'''

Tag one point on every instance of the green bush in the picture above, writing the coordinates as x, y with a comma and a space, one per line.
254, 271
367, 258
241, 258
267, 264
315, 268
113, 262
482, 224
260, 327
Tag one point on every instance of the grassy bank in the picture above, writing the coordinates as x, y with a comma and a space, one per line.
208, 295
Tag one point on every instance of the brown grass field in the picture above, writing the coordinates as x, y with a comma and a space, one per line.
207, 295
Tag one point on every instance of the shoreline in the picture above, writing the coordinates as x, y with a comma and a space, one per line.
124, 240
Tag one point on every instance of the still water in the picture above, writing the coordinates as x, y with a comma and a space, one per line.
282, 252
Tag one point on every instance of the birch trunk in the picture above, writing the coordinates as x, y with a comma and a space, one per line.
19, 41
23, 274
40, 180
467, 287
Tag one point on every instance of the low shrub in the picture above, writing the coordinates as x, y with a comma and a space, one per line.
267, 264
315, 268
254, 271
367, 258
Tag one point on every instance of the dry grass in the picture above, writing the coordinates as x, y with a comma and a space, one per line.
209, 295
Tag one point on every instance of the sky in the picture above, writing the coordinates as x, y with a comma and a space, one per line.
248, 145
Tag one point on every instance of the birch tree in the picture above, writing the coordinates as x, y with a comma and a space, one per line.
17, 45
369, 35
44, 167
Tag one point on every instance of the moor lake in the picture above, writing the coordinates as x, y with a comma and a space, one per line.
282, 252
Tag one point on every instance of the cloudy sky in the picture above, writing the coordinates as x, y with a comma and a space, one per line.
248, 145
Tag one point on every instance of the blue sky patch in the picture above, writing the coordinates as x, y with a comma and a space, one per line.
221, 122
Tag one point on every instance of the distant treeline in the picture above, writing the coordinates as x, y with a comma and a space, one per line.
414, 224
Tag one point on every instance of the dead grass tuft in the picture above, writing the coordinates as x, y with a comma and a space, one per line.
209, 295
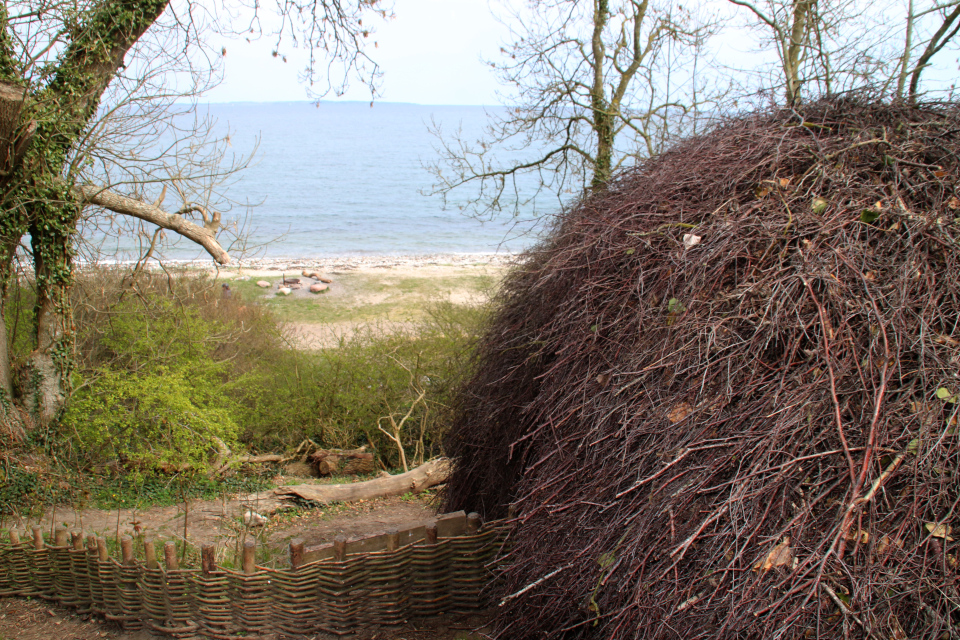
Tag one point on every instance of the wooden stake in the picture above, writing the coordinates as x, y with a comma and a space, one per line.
37, 537
340, 548
296, 553
170, 556
208, 558
150, 553
126, 550
249, 556
393, 540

'''

OBJECTIVE — Copy every line above word for word, leaving the picture out.

EXERCISE SOLUTION —
Tag one point on every instance of the green bush in the picture above, writing the coordinates as x, y with a comma and a space, one per line.
254, 271
367, 258
241, 258
267, 264
315, 268
113, 262
482, 224
260, 327
Tag one point on every instance of the grassy bank in the picture above, writing the coordinates as x, y with a comma and a space, one per line.
208, 295
Tag one point on every instance of the brown grass field in the picture above, writing the coordinates as x, y with a comma and a space, one per line.
207, 295
Tag one point on every instance of the shoreline in the picture above, writing the coordinates as x, y with a comma and a space, one per line.
124, 240
Tag one point on every instance of the still water in the picture above, writing the coordinates as x, y with a comma and a space, one per line.
282, 252
Tag one point on every instance of the birch trunk in the picture above, writing the coordinates as x, y with a comma and a space, one per line.
19, 41
23, 274
40, 180
467, 287
Tag one point on every instance of the low shrub in the picture above, writing the coordinates as x, y with a comma and a space, one per line.
267, 264
315, 268
254, 271
367, 258
Tag one point on every instance of the dry grass in the picture above, writing the coordinates as x, y with a comma and a space, one per line.
209, 295
Tag one point on every instance of the sky in the picture above, writing the coordinates as x, y with a comma and a space, one per line.
248, 145
Tag one point on every instance of the birch tree in the picture above, writing the coordinates as x, y with a comma and a space, one per line.
17, 45
369, 35
44, 167
Tag one point on every instance of the moor lake in the picture above, writing the coordinates as x, y with a comma and a space, one per line.
282, 252
Tag one point on every instance of the cloudy sky in the picture above, writing the coordinates as x, y with a comma and a space, one per line.
248, 145
Tag one point on every instance of the blue sky patch in the picture above, writing the coordinates as x, y with a comma and a space, one per line.
221, 122
Tag one point on every instance of the distant treeline in the picture above, writing the coordinates as x, y with a comma and a space, one per line.
414, 224
Tag one point on every instance of the dead grass tuft in the picture above, writing the coordinates as x, y with a comma and a space, one per line.
209, 295
Tag one point on every instance of the wooden stake in the picture above, writing the coordinates as x, y with a comma and a space, one per line.
37, 537
340, 548
296, 553
170, 556
208, 558
150, 553
126, 550
249, 556
393, 540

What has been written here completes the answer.